Select every line of the records below that contains the word "fabric", and copy those lines.

# [Segmentation labeling entries]
******************************

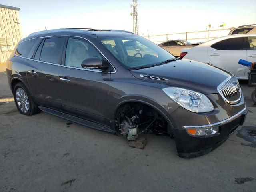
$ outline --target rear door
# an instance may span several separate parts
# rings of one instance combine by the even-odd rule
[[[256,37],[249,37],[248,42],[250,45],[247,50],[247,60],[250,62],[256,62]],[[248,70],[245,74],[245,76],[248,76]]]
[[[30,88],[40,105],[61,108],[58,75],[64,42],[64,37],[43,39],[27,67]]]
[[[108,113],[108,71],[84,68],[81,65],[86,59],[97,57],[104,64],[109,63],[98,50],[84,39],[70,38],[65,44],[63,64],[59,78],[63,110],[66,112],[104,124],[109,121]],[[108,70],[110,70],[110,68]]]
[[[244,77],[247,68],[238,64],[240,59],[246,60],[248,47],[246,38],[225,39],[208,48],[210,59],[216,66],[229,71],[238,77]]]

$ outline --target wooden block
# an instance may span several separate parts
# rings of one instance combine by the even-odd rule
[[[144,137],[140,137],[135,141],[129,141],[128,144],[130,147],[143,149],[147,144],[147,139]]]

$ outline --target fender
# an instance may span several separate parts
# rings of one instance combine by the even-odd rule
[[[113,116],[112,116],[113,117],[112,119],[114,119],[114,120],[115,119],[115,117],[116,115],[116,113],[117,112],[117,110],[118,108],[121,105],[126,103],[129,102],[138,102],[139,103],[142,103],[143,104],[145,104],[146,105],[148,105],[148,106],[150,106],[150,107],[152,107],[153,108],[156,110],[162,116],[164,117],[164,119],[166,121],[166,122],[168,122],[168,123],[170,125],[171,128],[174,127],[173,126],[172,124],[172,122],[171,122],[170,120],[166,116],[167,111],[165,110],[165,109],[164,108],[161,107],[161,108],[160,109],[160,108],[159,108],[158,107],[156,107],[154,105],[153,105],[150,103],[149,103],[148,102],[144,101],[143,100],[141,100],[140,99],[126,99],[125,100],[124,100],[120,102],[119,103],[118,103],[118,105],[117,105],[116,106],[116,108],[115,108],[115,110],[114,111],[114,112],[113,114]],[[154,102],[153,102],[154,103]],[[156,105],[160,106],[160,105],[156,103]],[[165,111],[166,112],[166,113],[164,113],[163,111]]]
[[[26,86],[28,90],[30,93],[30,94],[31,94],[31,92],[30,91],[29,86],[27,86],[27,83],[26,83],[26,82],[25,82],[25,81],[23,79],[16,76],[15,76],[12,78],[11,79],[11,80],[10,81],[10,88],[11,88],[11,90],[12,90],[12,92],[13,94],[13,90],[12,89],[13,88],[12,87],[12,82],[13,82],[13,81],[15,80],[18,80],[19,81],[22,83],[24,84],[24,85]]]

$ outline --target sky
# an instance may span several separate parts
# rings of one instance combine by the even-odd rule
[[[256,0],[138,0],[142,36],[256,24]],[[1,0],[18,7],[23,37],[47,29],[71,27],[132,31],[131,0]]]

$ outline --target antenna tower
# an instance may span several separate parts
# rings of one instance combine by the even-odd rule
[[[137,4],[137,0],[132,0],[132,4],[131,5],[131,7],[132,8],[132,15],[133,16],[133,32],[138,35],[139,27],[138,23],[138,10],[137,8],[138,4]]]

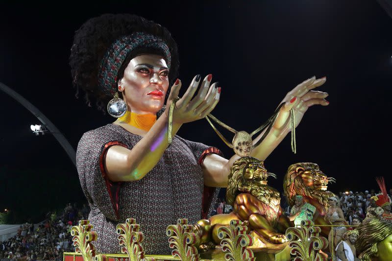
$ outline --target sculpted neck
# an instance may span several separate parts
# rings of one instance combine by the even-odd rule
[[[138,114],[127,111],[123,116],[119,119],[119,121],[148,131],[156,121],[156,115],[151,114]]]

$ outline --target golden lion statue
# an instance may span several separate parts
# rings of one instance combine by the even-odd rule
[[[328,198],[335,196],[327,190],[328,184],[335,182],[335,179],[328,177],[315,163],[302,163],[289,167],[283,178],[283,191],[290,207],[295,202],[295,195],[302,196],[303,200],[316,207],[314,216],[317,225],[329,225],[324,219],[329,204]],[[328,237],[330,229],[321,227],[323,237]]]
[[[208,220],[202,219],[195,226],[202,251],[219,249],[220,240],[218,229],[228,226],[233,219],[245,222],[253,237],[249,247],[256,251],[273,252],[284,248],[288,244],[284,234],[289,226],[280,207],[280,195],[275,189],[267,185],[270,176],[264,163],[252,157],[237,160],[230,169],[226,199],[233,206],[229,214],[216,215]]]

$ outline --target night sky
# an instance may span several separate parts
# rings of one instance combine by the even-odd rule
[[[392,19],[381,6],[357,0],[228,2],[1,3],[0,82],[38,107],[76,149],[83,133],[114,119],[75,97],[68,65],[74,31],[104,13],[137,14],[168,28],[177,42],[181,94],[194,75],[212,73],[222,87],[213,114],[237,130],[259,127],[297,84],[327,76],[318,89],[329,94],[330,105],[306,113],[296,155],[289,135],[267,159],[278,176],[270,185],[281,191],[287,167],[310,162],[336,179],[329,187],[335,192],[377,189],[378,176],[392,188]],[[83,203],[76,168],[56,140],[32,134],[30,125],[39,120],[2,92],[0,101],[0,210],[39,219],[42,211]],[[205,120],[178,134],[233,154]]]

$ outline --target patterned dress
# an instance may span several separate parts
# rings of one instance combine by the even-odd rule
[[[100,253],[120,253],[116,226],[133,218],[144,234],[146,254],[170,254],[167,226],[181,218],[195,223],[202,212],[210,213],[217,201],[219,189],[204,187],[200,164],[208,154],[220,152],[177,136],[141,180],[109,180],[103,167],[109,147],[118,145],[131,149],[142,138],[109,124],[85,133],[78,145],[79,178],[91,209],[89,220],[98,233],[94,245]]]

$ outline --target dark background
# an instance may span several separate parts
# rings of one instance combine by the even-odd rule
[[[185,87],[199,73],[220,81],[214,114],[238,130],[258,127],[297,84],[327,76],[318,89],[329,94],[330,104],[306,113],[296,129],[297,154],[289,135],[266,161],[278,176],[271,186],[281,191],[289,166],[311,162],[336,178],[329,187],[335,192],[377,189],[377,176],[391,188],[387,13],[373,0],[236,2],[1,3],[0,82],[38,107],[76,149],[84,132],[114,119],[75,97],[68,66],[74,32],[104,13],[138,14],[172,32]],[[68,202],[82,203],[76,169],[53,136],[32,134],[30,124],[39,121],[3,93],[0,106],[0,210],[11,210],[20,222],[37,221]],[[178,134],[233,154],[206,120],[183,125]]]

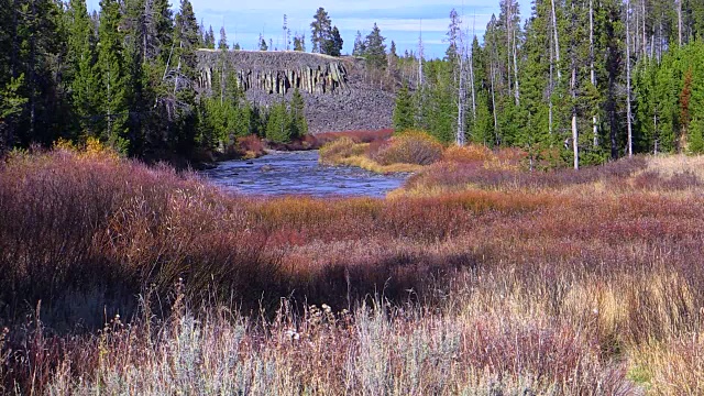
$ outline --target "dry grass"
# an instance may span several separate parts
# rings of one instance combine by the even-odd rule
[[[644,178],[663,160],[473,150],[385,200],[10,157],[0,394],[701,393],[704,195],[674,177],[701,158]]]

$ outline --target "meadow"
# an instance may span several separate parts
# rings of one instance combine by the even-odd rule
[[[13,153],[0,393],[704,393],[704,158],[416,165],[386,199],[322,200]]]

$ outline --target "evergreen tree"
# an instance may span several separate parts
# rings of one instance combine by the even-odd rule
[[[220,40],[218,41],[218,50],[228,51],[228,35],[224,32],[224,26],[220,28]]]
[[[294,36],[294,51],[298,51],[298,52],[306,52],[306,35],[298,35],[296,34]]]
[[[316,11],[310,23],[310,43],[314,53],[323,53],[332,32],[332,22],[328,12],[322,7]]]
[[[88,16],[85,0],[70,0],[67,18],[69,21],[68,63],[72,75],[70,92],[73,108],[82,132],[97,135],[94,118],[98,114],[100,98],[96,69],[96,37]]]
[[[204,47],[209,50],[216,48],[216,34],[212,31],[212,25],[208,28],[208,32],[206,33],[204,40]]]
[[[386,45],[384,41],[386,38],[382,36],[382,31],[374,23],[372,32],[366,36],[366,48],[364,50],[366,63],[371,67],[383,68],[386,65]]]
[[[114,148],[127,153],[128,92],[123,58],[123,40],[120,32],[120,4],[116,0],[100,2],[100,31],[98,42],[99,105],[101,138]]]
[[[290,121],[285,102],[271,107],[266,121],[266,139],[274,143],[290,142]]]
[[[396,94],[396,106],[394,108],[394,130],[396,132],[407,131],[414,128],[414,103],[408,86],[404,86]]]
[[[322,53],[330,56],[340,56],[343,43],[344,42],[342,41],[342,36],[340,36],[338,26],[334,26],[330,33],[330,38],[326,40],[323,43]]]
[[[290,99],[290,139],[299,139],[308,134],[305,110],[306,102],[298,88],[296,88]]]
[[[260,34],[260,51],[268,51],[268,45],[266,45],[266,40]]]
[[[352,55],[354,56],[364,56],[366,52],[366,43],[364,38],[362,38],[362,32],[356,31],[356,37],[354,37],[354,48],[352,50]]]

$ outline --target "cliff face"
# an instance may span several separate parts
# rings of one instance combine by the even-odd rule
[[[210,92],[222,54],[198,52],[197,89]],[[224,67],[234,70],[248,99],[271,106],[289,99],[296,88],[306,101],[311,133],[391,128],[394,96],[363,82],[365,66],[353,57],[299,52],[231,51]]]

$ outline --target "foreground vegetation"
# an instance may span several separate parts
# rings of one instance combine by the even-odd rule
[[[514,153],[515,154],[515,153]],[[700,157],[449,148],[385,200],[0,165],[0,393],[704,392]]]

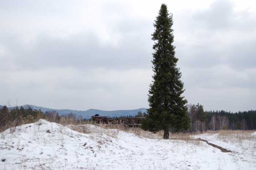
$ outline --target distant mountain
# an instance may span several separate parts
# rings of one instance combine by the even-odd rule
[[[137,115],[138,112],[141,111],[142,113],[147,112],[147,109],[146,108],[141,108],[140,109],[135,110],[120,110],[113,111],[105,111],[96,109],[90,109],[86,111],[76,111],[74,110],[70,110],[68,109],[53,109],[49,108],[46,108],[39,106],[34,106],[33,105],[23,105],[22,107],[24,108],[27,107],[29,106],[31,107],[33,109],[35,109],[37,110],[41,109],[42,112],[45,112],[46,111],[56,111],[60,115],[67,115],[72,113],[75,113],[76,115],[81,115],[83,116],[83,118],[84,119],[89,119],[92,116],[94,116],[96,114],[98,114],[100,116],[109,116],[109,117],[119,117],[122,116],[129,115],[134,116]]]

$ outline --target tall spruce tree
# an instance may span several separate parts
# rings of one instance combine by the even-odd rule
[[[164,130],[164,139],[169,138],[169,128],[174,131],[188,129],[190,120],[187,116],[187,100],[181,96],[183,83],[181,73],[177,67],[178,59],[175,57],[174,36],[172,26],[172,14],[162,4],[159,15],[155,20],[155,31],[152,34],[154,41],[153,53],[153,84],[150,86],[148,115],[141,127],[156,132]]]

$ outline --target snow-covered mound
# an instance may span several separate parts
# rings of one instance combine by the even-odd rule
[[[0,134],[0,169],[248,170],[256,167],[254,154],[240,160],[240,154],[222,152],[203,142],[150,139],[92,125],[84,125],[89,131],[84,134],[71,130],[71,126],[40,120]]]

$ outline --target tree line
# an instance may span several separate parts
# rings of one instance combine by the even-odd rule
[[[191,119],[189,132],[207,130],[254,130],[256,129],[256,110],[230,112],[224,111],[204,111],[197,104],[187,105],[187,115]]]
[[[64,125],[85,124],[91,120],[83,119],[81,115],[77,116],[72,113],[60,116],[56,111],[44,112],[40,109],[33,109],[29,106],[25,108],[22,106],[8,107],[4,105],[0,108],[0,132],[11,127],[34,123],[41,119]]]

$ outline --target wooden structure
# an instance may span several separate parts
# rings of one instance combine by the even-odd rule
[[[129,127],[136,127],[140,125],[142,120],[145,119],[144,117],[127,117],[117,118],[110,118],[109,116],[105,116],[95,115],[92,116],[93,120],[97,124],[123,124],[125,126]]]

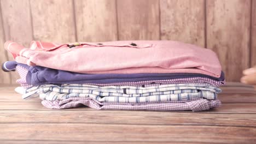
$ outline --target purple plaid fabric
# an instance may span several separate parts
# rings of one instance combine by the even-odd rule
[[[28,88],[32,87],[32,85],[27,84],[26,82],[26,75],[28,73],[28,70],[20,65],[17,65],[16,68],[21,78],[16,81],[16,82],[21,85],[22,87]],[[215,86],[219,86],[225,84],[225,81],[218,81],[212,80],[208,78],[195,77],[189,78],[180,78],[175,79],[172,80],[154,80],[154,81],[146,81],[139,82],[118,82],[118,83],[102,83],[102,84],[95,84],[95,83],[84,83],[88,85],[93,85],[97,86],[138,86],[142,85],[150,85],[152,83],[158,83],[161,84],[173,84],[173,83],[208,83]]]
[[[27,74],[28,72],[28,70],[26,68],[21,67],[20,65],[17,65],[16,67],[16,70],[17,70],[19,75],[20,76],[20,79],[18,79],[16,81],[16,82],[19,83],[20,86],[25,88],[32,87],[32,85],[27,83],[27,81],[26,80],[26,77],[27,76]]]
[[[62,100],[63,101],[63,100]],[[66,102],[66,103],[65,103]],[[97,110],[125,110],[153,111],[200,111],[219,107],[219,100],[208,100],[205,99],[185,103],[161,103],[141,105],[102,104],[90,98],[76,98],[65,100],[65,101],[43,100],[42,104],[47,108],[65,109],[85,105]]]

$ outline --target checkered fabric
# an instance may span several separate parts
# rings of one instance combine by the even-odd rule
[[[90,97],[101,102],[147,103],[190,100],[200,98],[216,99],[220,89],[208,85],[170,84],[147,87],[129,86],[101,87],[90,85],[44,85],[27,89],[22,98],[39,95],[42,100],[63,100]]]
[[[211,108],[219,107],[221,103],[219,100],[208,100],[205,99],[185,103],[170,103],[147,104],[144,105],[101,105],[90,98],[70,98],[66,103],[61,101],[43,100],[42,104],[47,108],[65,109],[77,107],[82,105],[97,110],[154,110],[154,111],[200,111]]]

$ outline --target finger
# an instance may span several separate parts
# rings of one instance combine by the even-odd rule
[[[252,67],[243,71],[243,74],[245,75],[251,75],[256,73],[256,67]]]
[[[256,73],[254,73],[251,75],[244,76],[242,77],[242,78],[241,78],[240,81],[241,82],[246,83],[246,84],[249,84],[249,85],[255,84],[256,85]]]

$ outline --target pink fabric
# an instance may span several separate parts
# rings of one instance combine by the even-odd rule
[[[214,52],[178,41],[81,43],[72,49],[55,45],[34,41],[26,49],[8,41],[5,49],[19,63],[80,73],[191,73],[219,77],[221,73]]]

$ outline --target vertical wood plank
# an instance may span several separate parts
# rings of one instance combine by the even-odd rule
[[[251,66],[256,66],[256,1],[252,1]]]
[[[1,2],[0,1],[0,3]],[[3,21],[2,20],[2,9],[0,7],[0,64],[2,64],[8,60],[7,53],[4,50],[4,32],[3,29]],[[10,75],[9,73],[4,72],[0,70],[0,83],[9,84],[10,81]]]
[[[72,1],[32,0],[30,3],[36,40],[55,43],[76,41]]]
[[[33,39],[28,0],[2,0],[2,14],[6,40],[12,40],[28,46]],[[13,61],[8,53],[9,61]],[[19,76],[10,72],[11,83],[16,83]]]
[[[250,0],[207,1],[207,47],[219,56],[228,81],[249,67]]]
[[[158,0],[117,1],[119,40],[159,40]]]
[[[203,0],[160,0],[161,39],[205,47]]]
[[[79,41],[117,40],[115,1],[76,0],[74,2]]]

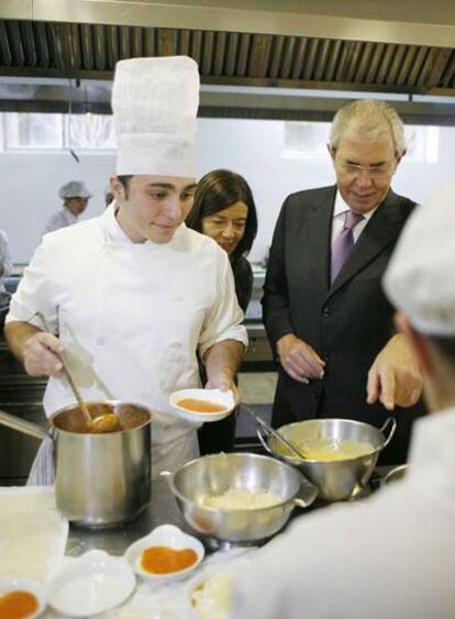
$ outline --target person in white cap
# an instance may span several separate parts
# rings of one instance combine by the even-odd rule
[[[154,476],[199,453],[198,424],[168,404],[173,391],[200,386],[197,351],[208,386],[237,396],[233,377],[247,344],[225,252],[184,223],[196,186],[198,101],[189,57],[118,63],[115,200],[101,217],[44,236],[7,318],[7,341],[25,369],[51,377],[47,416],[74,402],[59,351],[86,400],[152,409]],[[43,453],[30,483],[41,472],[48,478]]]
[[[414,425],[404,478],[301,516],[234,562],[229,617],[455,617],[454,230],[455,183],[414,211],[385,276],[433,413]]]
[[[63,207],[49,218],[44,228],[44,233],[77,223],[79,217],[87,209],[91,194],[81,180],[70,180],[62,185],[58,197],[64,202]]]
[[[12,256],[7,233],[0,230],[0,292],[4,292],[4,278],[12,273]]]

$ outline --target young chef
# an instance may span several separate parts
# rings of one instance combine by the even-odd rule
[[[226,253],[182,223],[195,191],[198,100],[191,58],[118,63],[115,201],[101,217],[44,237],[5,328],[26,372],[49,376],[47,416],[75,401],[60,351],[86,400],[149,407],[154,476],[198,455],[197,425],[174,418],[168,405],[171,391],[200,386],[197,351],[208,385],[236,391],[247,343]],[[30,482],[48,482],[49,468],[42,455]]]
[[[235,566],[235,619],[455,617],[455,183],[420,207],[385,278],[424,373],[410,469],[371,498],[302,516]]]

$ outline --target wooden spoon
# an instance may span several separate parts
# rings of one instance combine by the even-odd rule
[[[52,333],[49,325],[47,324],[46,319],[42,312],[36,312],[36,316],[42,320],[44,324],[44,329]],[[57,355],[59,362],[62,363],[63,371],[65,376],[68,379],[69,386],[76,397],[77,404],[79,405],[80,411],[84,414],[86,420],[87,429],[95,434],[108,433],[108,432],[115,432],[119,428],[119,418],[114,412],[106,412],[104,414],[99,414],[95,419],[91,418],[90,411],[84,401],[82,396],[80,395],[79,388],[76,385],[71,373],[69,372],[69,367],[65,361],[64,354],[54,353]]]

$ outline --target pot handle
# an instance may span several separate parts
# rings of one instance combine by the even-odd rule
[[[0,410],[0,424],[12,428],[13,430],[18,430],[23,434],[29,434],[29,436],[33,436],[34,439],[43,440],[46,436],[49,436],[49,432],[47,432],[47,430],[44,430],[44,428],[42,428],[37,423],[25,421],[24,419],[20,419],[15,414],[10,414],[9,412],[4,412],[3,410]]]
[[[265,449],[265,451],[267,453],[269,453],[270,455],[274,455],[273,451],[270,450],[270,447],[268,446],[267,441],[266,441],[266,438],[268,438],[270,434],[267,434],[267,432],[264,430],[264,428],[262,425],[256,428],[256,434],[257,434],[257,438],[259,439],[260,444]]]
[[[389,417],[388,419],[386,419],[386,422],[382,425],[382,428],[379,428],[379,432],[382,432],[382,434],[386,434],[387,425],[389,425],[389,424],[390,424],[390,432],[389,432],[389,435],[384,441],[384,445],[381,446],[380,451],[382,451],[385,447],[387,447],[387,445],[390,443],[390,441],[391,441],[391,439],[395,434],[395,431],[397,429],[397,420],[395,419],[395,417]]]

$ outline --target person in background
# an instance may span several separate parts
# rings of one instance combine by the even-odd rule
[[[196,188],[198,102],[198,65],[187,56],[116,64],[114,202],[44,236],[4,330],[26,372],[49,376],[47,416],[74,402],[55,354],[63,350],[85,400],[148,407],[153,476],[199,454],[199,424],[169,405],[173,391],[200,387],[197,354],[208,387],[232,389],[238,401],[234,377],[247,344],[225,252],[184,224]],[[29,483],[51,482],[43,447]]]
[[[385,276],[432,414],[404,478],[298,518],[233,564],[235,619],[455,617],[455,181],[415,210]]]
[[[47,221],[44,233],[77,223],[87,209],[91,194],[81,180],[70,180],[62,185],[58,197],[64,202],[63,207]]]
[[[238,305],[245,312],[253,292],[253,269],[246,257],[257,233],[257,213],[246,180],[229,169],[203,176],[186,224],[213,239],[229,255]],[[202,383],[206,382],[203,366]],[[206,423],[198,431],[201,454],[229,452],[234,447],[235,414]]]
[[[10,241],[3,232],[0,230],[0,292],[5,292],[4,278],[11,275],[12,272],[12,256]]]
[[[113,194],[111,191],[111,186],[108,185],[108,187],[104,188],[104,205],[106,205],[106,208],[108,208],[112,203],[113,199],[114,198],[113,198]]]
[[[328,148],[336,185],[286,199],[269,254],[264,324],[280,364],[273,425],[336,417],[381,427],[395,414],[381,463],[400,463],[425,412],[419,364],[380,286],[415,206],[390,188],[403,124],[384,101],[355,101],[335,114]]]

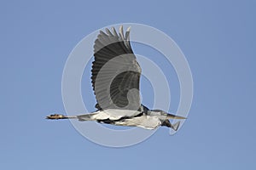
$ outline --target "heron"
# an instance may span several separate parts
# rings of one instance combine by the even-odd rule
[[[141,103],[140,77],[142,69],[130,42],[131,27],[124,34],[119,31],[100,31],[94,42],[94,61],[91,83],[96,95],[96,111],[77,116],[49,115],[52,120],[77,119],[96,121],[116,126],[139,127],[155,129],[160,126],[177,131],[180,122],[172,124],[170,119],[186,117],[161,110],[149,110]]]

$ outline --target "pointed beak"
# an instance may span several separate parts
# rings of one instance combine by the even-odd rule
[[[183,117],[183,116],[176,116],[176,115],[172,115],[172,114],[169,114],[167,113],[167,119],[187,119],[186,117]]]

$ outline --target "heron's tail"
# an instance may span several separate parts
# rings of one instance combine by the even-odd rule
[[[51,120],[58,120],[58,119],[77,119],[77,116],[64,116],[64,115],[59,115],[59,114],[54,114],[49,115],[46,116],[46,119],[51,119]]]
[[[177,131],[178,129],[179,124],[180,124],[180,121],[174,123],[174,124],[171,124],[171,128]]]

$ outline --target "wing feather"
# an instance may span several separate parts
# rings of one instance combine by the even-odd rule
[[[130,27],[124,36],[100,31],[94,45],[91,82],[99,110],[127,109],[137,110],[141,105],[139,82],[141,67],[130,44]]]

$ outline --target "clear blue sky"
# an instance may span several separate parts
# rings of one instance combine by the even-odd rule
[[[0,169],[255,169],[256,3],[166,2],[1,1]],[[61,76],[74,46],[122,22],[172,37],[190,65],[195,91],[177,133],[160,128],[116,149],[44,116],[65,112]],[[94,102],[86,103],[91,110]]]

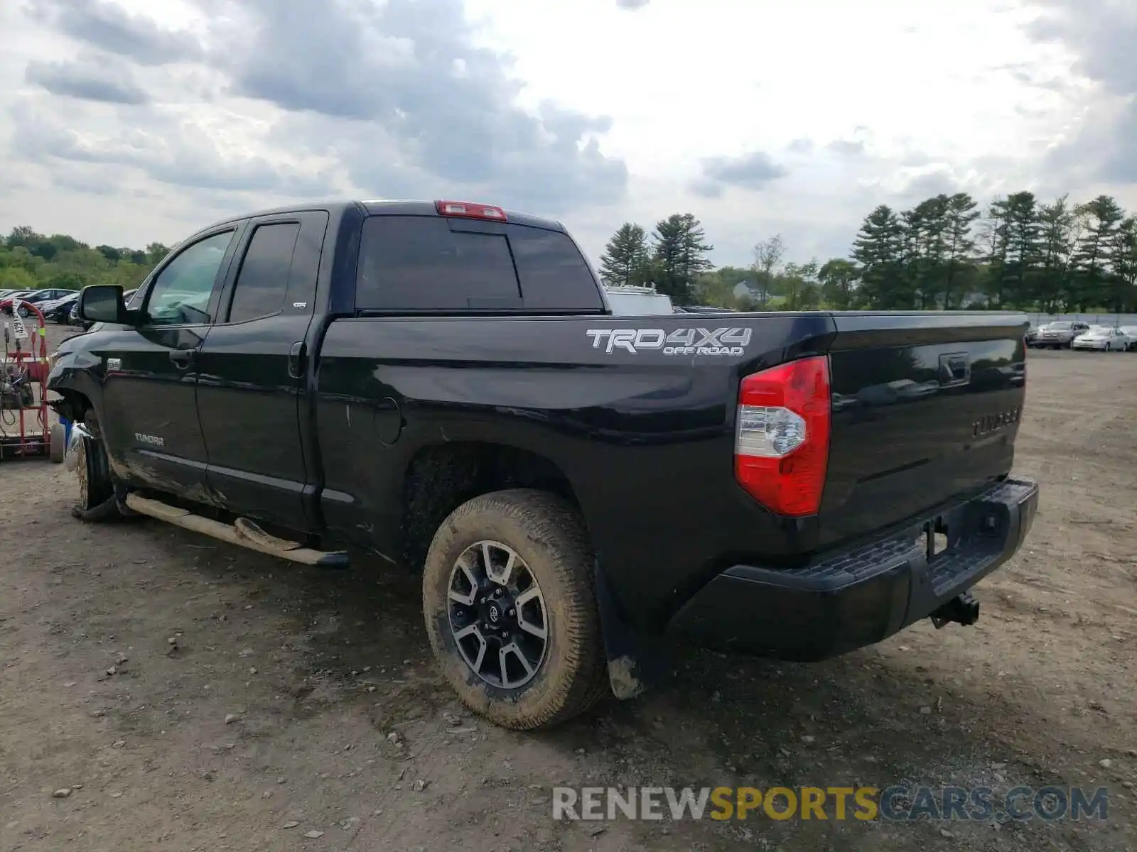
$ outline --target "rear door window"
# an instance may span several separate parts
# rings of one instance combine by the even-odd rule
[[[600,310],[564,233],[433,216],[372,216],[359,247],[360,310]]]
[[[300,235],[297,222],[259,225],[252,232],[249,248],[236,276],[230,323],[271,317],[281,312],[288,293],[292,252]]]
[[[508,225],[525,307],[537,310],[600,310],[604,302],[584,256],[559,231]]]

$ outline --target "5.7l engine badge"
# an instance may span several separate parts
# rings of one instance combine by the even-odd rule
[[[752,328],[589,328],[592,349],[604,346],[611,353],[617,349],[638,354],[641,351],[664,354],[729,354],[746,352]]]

******************************

# [Correct result]
$ outline --target purple plaid fabric
$ outline --target checkered fabric
$ outline --target pink fabric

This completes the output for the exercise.